Robotisation of technological processes refers to the automation of repetitive and precise activities in manufacturing and technological processes using industrial robots. It uses robotic systems to optimise industrial processes, improve efficiency, reduce errors, and increase productivity. These processes include, but are not limited to, assembly, welding, painting, packaging, and other operations that can be performed by machines.
Robotisation of technological processes
Type of technology
Description of the technology
Basic elements
- Industrial robots: Robots performing tasks that require high precision and repeatability in a manufacturing environment.
- Control systems: Software and control systems that ensure proper operation and integration of robots in the manufacturing process.
- Sensors and cameras: They are used for monitoring and navigation and help robots perform tasks with precision.
- Automated production lines: A production line where processes are fully automated using robots.
- Human-machine interfaces: Systems that enable workers to control and supervise robots in real time.

________________________________________

Study questions:
1. According to the page on robotisation of technological processes, what do human-machine interfaces enable workers to do?
2. Carry on the page about robotisation of technological processes from the point where it stops.

(Saved entries)

________________________________________

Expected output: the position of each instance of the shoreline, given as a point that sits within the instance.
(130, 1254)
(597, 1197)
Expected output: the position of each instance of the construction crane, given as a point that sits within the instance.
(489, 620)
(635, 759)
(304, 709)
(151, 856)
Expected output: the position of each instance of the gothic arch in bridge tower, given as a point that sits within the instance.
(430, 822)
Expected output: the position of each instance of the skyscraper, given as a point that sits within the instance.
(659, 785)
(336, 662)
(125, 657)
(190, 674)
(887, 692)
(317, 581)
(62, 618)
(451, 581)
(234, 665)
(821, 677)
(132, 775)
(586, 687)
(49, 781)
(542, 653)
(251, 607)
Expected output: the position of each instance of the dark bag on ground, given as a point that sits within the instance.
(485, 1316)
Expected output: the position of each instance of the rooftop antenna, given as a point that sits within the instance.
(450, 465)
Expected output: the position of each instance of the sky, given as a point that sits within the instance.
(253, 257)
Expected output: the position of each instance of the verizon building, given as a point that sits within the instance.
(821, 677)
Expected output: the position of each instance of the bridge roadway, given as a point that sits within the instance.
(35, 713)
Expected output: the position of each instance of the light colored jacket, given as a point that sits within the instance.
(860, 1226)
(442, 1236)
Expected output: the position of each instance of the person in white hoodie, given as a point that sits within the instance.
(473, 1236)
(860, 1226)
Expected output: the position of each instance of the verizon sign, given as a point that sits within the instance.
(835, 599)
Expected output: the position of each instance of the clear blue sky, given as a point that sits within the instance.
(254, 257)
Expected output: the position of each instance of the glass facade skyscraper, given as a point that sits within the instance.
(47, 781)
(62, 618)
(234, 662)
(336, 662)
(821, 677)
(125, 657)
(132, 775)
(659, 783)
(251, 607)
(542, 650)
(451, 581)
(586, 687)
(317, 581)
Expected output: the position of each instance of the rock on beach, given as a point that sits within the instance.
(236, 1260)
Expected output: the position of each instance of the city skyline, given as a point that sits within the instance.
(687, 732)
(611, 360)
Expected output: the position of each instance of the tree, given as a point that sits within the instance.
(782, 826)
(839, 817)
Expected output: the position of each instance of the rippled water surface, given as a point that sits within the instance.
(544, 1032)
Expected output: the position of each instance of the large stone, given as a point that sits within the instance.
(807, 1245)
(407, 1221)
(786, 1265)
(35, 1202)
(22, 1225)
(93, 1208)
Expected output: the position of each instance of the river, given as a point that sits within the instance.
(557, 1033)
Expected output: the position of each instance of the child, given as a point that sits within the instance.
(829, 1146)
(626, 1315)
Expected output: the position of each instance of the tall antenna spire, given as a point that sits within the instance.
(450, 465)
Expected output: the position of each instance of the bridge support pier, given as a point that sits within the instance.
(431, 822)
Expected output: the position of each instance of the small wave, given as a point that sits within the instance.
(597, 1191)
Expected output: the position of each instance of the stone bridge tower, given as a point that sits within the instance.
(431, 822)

________________________________________

Results:
1. They enable workers to control and supervise robots in real time.

2.
Industry usage
- Automotive industry: Automation of vehicle assembly with industrial robots.
- Electronics: Precision assembly of electronic components in mass production.
- Pharmaceutics: Automated drug packaging and monitoring of production processes.
- Food industry: Automation of production lines for food processing and packaging.
- Aviation: Robotisation in assembly and testing of aircraft components.
Importance for the economy
Robotisation of technological processes is crucial for the industry, helping to improve productivity, reduce costs, and increase the quality of production. Automated processes are more reliable and faster than those carried out manually, which makes companies more competitive. The introduction of robotisation enables companies to scale production while reducing the risks associated with human error.
Related technologies
Artificial Intelligence
AI supports data analysis of robots and improves their adaptation to changing working conditions.
Cybersecurity
Robotisation systems must be protected from cyber threats, especially in manufacturing.
Internet of Things
Connecting robots to IoT networks enables remote monitoring and control of their operation.
Mechanism of action
- Robotisation of technological processes is based on the automation of repetitive tasks in production lines using industrial robots. The robots are programmed to perform specific tasks, such as assembly, welding, and packaging. Sensors and cameras monitor the environment, allowing robots to dynamically adapt to production conditions. Control systems control the robots and human-machine interfaces enable real-time process monitoring.
Advantages
- Increasing productivity: Robotisation makes it possible to perform tasks faster and more precisely.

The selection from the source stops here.